** DATASET ENTRIES follows **
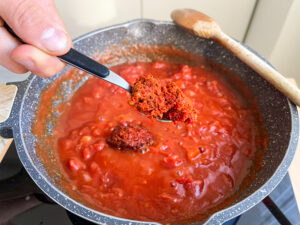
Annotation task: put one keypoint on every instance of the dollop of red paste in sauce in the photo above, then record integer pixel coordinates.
(187, 169)
(161, 100)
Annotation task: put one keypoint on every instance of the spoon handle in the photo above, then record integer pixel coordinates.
(75, 58)
(261, 67)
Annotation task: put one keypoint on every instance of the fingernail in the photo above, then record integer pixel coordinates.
(54, 40)
(26, 62)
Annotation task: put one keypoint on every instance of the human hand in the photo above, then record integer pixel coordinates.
(37, 23)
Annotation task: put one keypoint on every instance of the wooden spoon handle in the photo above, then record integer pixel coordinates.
(261, 67)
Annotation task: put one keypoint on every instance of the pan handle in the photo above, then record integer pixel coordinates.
(7, 96)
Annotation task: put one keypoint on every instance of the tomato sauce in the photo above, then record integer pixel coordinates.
(188, 168)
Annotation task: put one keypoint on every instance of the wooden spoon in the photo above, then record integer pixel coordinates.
(204, 26)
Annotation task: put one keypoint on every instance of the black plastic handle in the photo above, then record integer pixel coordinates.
(76, 59)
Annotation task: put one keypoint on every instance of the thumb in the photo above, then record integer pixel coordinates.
(37, 23)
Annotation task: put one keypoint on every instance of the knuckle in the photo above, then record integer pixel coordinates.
(24, 13)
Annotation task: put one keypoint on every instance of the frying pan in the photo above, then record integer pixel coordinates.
(280, 116)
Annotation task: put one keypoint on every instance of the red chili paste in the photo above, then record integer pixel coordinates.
(161, 100)
(185, 171)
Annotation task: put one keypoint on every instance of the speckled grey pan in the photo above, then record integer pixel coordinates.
(280, 116)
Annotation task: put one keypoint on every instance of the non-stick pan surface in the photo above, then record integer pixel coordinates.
(280, 115)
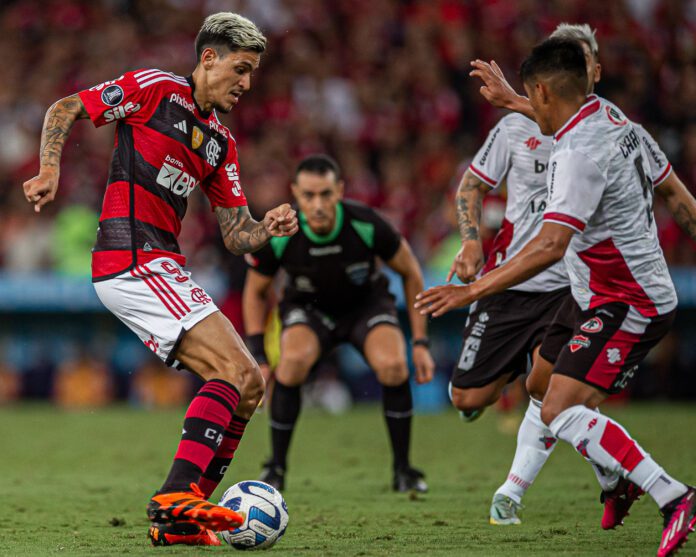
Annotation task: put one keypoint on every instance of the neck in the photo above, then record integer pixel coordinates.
(200, 90)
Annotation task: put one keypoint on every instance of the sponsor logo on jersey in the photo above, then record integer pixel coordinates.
(176, 179)
(181, 101)
(233, 176)
(119, 112)
(196, 137)
(578, 342)
(489, 147)
(615, 117)
(593, 325)
(112, 95)
(532, 143)
(212, 152)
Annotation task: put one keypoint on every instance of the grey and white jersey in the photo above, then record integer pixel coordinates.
(516, 152)
(600, 184)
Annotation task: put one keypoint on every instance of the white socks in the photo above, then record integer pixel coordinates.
(606, 444)
(535, 443)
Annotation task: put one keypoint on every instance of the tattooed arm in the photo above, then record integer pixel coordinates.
(680, 203)
(469, 259)
(57, 125)
(242, 234)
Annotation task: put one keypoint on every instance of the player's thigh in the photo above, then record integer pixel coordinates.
(385, 351)
(300, 349)
(213, 349)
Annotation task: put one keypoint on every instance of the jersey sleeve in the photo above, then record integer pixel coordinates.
(223, 187)
(660, 167)
(492, 161)
(120, 99)
(387, 238)
(575, 188)
(263, 261)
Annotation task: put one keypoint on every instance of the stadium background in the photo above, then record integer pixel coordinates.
(382, 85)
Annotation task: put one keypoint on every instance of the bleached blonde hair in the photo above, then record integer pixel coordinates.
(578, 32)
(230, 30)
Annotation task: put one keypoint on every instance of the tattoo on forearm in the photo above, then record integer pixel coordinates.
(241, 233)
(685, 217)
(469, 207)
(57, 125)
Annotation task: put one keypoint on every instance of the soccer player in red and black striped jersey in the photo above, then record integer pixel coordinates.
(168, 141)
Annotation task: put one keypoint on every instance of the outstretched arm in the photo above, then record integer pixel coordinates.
(469, 258)
(242, 234)
(58, 122)
(680, 203)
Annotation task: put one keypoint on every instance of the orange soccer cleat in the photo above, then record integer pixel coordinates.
(191, 506)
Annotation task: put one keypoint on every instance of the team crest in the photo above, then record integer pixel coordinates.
(593, 325)
(196, 137)
(578, 342)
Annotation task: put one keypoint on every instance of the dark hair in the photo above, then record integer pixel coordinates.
(558, 57)
(318, 164)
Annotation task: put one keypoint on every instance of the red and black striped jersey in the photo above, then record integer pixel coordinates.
(164, 147)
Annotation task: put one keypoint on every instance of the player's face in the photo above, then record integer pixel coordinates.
(228, 76)
(594, 68)
(317, 196)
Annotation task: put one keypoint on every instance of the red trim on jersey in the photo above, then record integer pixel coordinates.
(611, 279)
(560, 218)
(603, 372)
(620, 446)
(148, 208)
(138, 273)
(663, 176)
(489, 181)
(585, 111)
(500, 245)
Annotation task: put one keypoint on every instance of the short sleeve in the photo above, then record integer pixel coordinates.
(120, 99)
(263, 261)
(660, 167)
(575, 188)
(492, 161)
(223, 187)
(387, 238)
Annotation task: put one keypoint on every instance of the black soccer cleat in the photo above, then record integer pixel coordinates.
(273, 475)
(409, 479)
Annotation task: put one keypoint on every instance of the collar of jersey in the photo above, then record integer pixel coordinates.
(331, 236)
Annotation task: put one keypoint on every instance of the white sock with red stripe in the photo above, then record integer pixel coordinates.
(535, 443)
(605, 443)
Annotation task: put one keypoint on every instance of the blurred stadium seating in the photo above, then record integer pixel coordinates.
(380, 84)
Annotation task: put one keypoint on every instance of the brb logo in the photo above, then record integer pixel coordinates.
(173, 177)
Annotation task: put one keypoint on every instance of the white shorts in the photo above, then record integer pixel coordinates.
(158, 301)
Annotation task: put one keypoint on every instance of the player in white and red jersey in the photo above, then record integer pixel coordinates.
(535, 442)
(599, 215)
(168, 141)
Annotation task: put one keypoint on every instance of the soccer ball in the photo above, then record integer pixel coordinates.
(266, 515)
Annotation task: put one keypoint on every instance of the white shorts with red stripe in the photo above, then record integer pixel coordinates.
(159, 302)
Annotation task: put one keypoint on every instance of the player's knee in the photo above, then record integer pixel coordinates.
(391, 371)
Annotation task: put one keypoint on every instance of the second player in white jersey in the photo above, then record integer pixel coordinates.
(606, 193)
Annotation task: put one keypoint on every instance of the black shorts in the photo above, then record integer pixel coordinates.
(501, 333)
(607, 344)
(351, 326)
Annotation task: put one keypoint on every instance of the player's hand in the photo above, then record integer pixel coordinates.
(423, 363)
(41, 189)
(468, 262)
(439, 300)
(281, 221)
(495, 89)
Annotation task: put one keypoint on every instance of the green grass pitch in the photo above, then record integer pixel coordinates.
(76, 483)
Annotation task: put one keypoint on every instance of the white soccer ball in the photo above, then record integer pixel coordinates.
(266, 515)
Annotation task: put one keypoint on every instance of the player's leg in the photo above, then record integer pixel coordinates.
(300, 349)
(384, 348)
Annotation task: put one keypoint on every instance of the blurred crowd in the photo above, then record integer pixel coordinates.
(382, 85)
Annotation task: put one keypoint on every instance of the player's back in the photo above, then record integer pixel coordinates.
(600, 183)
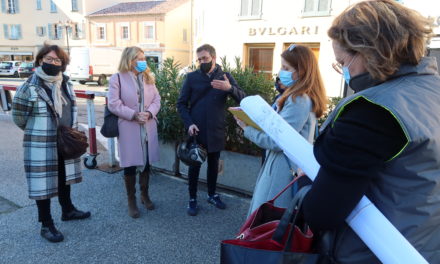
** End of DATASET ENTRIES **
### REQUIREMENT
The data must be printed exactly, image-free.

### WRITTEN SOLUTION
Annotation task: put one keypoint on every instance of the dollop of red paste in sauce in the photo above, then record integer pixel coordinates.
(187, 169)
(161, 100)
Annotation task: put one keypoint on every instance of the spoon handle in the photo above, then record integer pixel coordinates.
(75, 58)
(261, 67)
Annotation task: put one keypoint on every instance of the fingernail in the photo above, then record integer pixel coordinates.
(54, 40)
(26, 62)
Annotation task: put one keypoint on every instance of the human hand in the photo above, then record integer pixel coordinates.
(37, 23)
Annotation task: put one keypoint on every instance of the wooden spoon handle in the photo above, then record integer pixel coordinates.
(261, 67)
Annotation task: put one keypoint on every instance of the pan handle in the photo above, then record integer pixel coordinates.
(7, 96)
Annotation task: put one keypoint on every instance of the tomato sauce in the photo above, then record integer pixel coordinates.
(188, 168)
Annotation task: put one keypoint on every instance of the wooden spoon in the photo above, then record integer pixel coordinates.
(204, 26)
Annotation task: put one keypoint on every instance of the black plastic handle in the photo above, then record integer pixel coordinates.
(76, 59)
Annotation task: put one keypoint on every instance of the thumb in the photo above, then record integer pixel coordinates.
(37, 23)
Annotation task: put one keypoint on every instance of the knuckle in the photo above, then record integer pixel coordinates.
(24, 13)
Annotation task: put one keypoint on every instance of the frying pan in the photo above, then record integer pixel coordinates.
(280, 116)
Annotation task: put one keypoint on every instance of the red chili paste in the photo above, then record integer pixel coordinates.
(161, 100)
(185, 171)
Annotation task: put one keypoint on every instance of the speckled grey pan in the photo above, then record integer pixel coordinates.
(280, 116)
Annotation task: put one keypoint on every instance of the non-stick pan surface in the photo above, then record integer pixel coordinates.
(280, 115)
Annotation task: put one keypoint on every instance of the neck in the photo above, then record integer pixel coordinates.
(200, 90)
Annotation task: put one keypoint on every instance of the sponsor logo on jersey in the photo above, then record integer pixel coordinates.
(176, 179)
(181, 101)
(233, 176)
(119, 112)
(196, 137)
(578, 342)
(489, 147)
(615, 117)
(593, 325)
(112, 95)
(532, 143)
(212, 152)
Annotation task: put one keypoint on every instance of the grey and white jersey in the photo above, then record integer pixel coordinates.
(516, 152)
(600, 184)
Annotation task: put one keypoint on every instance of the white socks in the photo above, then record integer pixel coordinates.
(606, 444)
(535, 443)
Annotation task: put one keypoint on every instance of the tattooed arm in the photo above, then record integer pixel coordinates.
(680, 203)
(469, 259)
(57, 125)
(242, 234)
Annotation task: put one keypoint on every instance of the player's thigh in the photo above, then record integer pixel coordinates.
(385, 351)
(300, 349)
(213, 349)
Annotation task: put one keypoint on every instance of the jersey sleeve in the photo above, then record integer pixel coordinates.
(223, 187)
(660, 167)
(492, 161)
(120, 99)
(387, 238)
(575, 188)
(263, 261)
Annotation task: put one keypoint on every instance of the stadium background in the photo above, then record integer pixel coordinates.
(382, 85)
Annotation task: put one keypoint on every instance of the bleached blonde hair in the photo above, then record integer pixel coordinates.
(578, 32)
(230, 30)
Annotation task: put one keypoint on every instance of the tattoo on forearm in the photo above, then record integer pixel coordinates.
(241, 233)
(685, 217)
(469, 207)
(57, 125)
Annotation task: put one keypoint on every instance of the soccer player in red and black striped jersey in the photo above, then record integer pixel coordinates.
(168, 141)
Annotation task: put one keypoint on every instance of the outstretched arm in the photo above, then record integer pixel coordinates.
(469, 258)
(242, 234)
(58, 122)
(680, 203)
Annotation task: put one keypoint on every instance of the orange soccer cleat in the photo above, then record integer pixel coordinates.
(191, 506)
Annotation task: put one keypoint on every instance of the team crest in the photo above, then record integer pixel coordinates.
(593, 325)
(196, 137)
(578, 342)
Annotation task: put one keypoint on every instance of the dark hair in the photo above, then record integer pixel coordinates.
(558, 57)
(318, 164)
Annotation task: put one keypoint on every instance of the red and black striped jersey in the photo above, then record integer pixel coordinates.
(164, 147)
Annotation task: put one keypoint on every instance of the player's face in the photo above, then record integer pixel coordinates.
(228, 76)
(594, 68)
(317, 196)
Annotation task: put one keypoint on every instance of the red trim on jersey in the photo above, then record integer pixel coordinates.
(611, 279)
(560, 218)
(603, 372)
(620, 446)
(148, 208)
(138, 273)
(663, 176)
(489, 181)
(585, 111)
(500, 245)
Annotation task: put one keypoint on every instance of the short sleeve in the photo above, then record integer pixel coordinates.
(120, 99)
(263, 261)
(660, 167)
(575, 188)
(492, 161)
(223, 187)
(387, 238)
Annotation task: put one keypoint on every instance of the black soccer cleat in the photo above, then record integer pixel coordinates.
(273, 475)
(409, 479)
Annotation task: put one keypoint on every instance of the collar of jersey in the photo above, then record integer pixel coordinates.
(331, 236)
Annotation task: put one keypoint on every instance of the white sock with red stripe in the photo above, then record integer pixel coordinates.
(535, 443)
(605, 443)
Annotation task: put one keypoint on every instance of the blurred stadium seating in the photo above, then record integer pixel coordinates.
(380, 84)
Annotation task: put one keypoint on every instance of the brb logo in the photo above, then record integer pixel coordinates.
(173, 177)
Annotation task: put one keypoint on every instance of the white shorts in the photo above, then record integer pixel coordinates.
(158, 301)
Annotation task: put one keypoint on every instance of the player in white and red jersey in the photo above, then record integer pixel coordinates.
(535, 442)
(599, 215)
(168, 141)
Annotation task: put one keypoint on every instance of the soccer ball in the photo above, then record integer pixel coordinates.
(266, 515)
Annotation task: put one keypoint on every instance of the white shorts with red stripe in the photo above, then record integer pixel coordinates.
(159, 302)
Annotation task: put one keypoint on every instance of the player's knee in the photo above, then record integer pixel coordinates.
(391, 371)
Annotation task: put one keypoint on every instance of the second player in white jersey in the photo above, then record integer pixel coordinates.
(606, 193)
Annotation task: put one keypoint on every instance of the black shorts in the photo above, then record integer pixel coordinates.
(501, 333)
(607, 344)
(351, 326)
Annotation task: put one keypoint on every instance of the player's hand in the photo above, then record integer pixel coordinates.
(423, 363)
(41, 189)
(468, 262)
(439, 300)
(281, 221)
(495, 89)
Annotation task: put one keypoint on every instance of the green grass pitch in the photo above, then record integer pixel coordinates.
(76, 483)
Annotation task: put one keypoint on every instance of the white soccer ball in the photo above, then record integer pixel coordinates.
(266, 515)
Annotation task: put one keypoint on every instance of the player's leg in the photo above, then record integer pixel coordinates.
(300, 349)
(384, 348)
Annotation task: put one keypoint on every instance of the blurred crowd in the photo above, then record integer pixel coordinates.
(382, 85)
Annotation task: put one keypoint on every instance of the player's back in the photo above, then record integer pixel coordinates.
(600, 183)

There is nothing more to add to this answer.